Direction:
All of the records listed below should be retyped exactly.
start
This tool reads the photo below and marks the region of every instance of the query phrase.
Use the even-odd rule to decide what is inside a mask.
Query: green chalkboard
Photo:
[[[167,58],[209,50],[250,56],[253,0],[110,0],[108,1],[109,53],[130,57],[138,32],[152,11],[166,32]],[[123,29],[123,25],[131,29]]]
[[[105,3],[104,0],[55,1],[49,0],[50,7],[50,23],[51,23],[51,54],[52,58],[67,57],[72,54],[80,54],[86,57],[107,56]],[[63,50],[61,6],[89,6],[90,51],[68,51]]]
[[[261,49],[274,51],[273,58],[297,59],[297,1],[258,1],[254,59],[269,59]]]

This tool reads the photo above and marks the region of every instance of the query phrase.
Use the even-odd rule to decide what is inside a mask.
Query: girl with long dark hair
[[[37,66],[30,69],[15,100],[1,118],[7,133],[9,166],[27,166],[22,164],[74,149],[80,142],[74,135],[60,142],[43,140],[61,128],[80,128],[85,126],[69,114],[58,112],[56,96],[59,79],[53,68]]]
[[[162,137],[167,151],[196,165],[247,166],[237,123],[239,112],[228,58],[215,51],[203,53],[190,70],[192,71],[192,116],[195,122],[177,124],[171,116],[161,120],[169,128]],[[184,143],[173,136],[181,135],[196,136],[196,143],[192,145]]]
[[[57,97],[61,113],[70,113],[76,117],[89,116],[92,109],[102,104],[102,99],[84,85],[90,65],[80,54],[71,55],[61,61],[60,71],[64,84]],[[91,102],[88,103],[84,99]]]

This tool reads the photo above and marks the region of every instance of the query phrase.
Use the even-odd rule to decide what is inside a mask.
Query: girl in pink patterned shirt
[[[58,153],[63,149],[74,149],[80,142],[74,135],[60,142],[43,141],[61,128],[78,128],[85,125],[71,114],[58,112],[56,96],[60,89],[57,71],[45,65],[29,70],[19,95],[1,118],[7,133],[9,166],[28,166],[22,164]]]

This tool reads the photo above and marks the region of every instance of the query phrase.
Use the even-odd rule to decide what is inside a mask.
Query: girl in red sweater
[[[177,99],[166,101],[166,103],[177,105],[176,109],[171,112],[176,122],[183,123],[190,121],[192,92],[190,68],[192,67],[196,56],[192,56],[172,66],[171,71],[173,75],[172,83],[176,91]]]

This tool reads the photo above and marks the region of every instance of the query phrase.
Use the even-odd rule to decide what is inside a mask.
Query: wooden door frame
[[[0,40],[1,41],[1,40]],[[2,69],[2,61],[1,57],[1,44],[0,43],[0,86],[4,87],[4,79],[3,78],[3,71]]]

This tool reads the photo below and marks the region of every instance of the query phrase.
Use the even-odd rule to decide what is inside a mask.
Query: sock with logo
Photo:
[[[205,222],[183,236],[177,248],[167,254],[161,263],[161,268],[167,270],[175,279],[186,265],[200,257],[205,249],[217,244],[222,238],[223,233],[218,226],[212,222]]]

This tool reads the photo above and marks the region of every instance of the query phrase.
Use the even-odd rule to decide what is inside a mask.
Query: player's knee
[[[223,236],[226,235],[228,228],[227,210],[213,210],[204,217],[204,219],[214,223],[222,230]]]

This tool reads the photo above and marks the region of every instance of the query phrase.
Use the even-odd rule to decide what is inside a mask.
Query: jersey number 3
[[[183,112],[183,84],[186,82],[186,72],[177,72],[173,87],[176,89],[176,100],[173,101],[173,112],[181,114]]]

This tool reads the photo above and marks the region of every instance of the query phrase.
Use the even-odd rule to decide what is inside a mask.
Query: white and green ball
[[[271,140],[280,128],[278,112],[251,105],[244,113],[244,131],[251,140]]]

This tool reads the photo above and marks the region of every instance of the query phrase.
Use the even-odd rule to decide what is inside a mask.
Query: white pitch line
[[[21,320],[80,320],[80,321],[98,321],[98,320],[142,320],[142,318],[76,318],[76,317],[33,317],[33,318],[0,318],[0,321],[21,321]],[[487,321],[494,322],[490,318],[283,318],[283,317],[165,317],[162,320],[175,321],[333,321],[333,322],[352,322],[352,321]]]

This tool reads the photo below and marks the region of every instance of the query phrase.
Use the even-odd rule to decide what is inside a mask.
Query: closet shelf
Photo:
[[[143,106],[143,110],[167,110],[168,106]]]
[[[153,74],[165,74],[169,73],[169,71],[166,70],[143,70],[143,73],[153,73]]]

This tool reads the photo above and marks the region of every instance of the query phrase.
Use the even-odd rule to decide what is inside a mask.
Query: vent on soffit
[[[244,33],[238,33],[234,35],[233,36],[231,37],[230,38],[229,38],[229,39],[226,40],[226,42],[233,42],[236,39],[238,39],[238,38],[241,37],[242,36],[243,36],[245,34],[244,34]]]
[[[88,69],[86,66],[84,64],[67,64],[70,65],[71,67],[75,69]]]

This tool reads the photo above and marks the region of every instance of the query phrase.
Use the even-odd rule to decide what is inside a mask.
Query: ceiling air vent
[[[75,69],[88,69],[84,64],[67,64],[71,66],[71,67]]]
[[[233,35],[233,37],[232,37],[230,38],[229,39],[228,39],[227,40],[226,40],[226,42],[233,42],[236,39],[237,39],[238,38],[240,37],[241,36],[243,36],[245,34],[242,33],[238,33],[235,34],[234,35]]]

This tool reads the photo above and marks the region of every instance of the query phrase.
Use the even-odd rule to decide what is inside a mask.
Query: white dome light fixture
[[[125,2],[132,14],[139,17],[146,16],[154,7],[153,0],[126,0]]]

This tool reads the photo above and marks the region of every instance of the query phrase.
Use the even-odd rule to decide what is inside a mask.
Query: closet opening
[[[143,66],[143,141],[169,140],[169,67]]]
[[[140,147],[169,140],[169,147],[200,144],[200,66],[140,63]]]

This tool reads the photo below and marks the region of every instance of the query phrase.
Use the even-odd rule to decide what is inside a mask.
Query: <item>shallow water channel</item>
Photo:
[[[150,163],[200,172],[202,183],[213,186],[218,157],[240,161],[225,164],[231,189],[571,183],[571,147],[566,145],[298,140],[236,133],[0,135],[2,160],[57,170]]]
end
Solution:
This tool reads the photo below and marks the region of every instance of the query phrase.
Use the even-odd rule to decide what is inside a mask.
Query: green chalkboard
Photo:
[[[167,58],[209,50],[250,56],[253,0],[110,0],[108,1],[109,53],[130,57],[138,32],[152,11],[166,32]],[[123,29],[123,25],[131,29]]]
[[[105,3],[104,0],[55,1],[49,0],[50,7],[50,23],[51,23],[51,54],[52,58],[67,57],[72,54],[80,54],[86,57],[107,56]],[[63,50],[61,6],[89,6],[90,51],[68,51]]]
[[[261,49],[274,51],[273,58],[297,59],[297,1],[258,1],[254,59],[269,59]]]

This tool reads the photo above and marks the region of every instance of the query phrase.
Use the even-odd rule to decide what is inside a mask.
Query: girl with long dark hair
[[[37,66],[30,69],[15,100],[1,118],[7,133],[9,166],[27,166],[22,164],[74,149],[80,142],[74,135],[60,142],[43,140],[61,128],[80,128],[85,126],[69,114],[58,112],[56,96],[59,79],[53,68]]]
[[[162,137],[167,151],[196,165],[247,166],[237,123],[239,112],[228,58],[215,51],[203,53],[190,70],[192,71],[192,116],[195,122],[177,124],[171,116],[161,120],[169,128]],[[184,143],[173,136],[181,135],[196,136],[196,143],[192,145]]]
[[[57,97],[61,113],[70,113],[76,117],[89,116],[92,109],[102,104],[102,99],[84,85],[90,65],[80,54],[71,55],[61,61],[60,71],[64,84]],[[91,102],[88,103],[84,99]]]

This tool reads the photo above and marks the region of every instance of the query phrase.
Use the even-odd rule to decide what is inside a mask.
Query: girl in pink patterned shirt
[[[58,153],[63,149],[74,149],[80,142],[74,135],[60,142],[43,141],[61,128],[78,128],[85,125],[71,114],[58,112],[56,96],[60,89],[57,71],[45,65],[29,70],[19,95],[1,118],[7,133],[9,166],[28,166],[22,164]]]

This tool reads the photo above and marks the region of every instance of the query phrase.
Use the even-odd rule to decide what is inside a mask.
Query: girl in red sweater
[[[177,99],[166,101],[166,103],[177,105],[176,109],[171,112],[176,122],[183,123],[190,121],[192,92],[190,68],[192,67],[196,56],[192,56],[172,66],[171,71],[173,75],[172,83],[176,91]]]

This tool reads the photo above and marks the region of every instance of the query phrase.
Use the even-odd rule to decide what is inside a mask.
Query: wooden door frame
[[[0,40],[1,41],[1,40]],[[2,69],[2,61],[1,57],[1,44],[0,43],[0,86],[4,87],[4,79],[3,78],[3,71]]]

This tool reads the photo below and marks the region of every instance of the query phrase.
Use the even-odd rule to decide what is inside a mask.
Query: sock with logo
Photo:
[[[205,222],[183,236],[177,248],[167,254],[161,263],[161,268],[167,270],[175,279],[186,265],[200,257],[205,249],[217,244],[222,238],[223,233],[218,226],[212,222]]]

This tool reads the photo above and marks the region of every instance of the query phrase.
Use the even-odd rule to decide what is inside a mask.
Query: player's knee
[[[223,236],[226,235],[228,228],[227,210],[213,210],[204,217],[204,219],[214,223],[222,230]]]

This tool reads the photo above and marks the region of every instance of the query phrase.
Use the even-odd rule to decide what is inside a mask.
Query: jersey number 3
[[[183,112],[183,84],[186,82],[186,72],[177,72],[173,87],[176,89],[176,100],[173,101],[173,112],[181,114]]]

This tool reads the photo above and marks the region of every instance of the query phrase.
Use the even-odd rule to decide what is inside a mask.
Query: white and green ball
[[[271,140],[280,128],[278,112],[251,105],[244,113],[244,131],[251,140]]]

This tool reads the photo above and marks the region of every instance of the query phrase.
Use the even-odd rule to decide what is inside a mask.
Query: white pitch line
[[[21,320],[80,320],[80,321],[98,321],[98,320],[142,320],[142,318],[76,318],[76,317],[33,317],[33,318],[0,318],[0,321],[21,321]],[[487,321],[494,322],[490,318],[283,318],[283,317],[165,317],[162,320],[175,321],[333,321],[333,322],[352,322],[352,321]]]

This tool reads the photo below and marks the region of every instance of the query phrase.
Use the even-odd rule to decide what is inside a mask.
Query: closet shelf
Photo:
[[[143,106],[143,110],[167,110],[168,106]]]
[[[153,74],[165,74],[169,73],[169,71],[166,70],[143,70],[143,73],[153,73]]]

This tool reads the photo above and marks the region of every instance of the query phrase.
Use the even-odd rule to decide what is inside a mask.
Query: vent on soffit
[[[244,33],[238,33],[234,35],[233,36],[231,37],[230,38],[229,38],[229,39],[226,40],[226,42],[233,42],[236,39],[238,39],[238,38],[241,37],[242,36],[243,36],[245,34],[244,34]]]
[[[88,69],[86,66],[84,64],[67,64],[70,65],[71,67],[75,69]]]

This tool reads the photo above and marks the region of every instance of the query phrase.
Use the even-odd rule to decide what is inside a mask.
Query: ceiling air vent
[[[75,69],[88,69],[84,64],[67,64],[71,66],[71,67]]]
[[[233,35],[233,37],[232,37],[230,38],[229,39],[228,39],[227,40],[226,40],[226,42],[233,42],[236,39],[237,39],[238,38],[240,37],[241,36],[243,36],[245,34],[242,33],[238,33],[235,34],[234,35]]]

This tool reads the photo above and marks the region of every instance of the query phrase.
Use the even-odd rule to decide what is inside a mask.
Query: white dome light fixture
[[[125,2],[132,14],[139,17],[146,16],[154,7],[153,0],[126,0]]]

This tool reads the photo above and marks the region of every instance of the query phrase.
Use the even-odd rule to decide what is inside a mask.
Query: closet opening
[[[143,66],[143,141],[169,140],[169,67]]]
[[[140,147],[169,140],[169,147],[200,144],[200,66],[140,63]]]

This tool reads the photo below and marks the region of every instance of the query phrase.
Use the even-odd rule to decide what is inside a mask.
Query: <item>shallow water channel</item>
Photo:
[[[150,163],[200,172],[202,183],[213,186],[218,157],[240,161],[225,164],[231,189],[571,183],[571,147],[566,145],[298,140],[236,133],[0,135],[2,160],[57,170]]]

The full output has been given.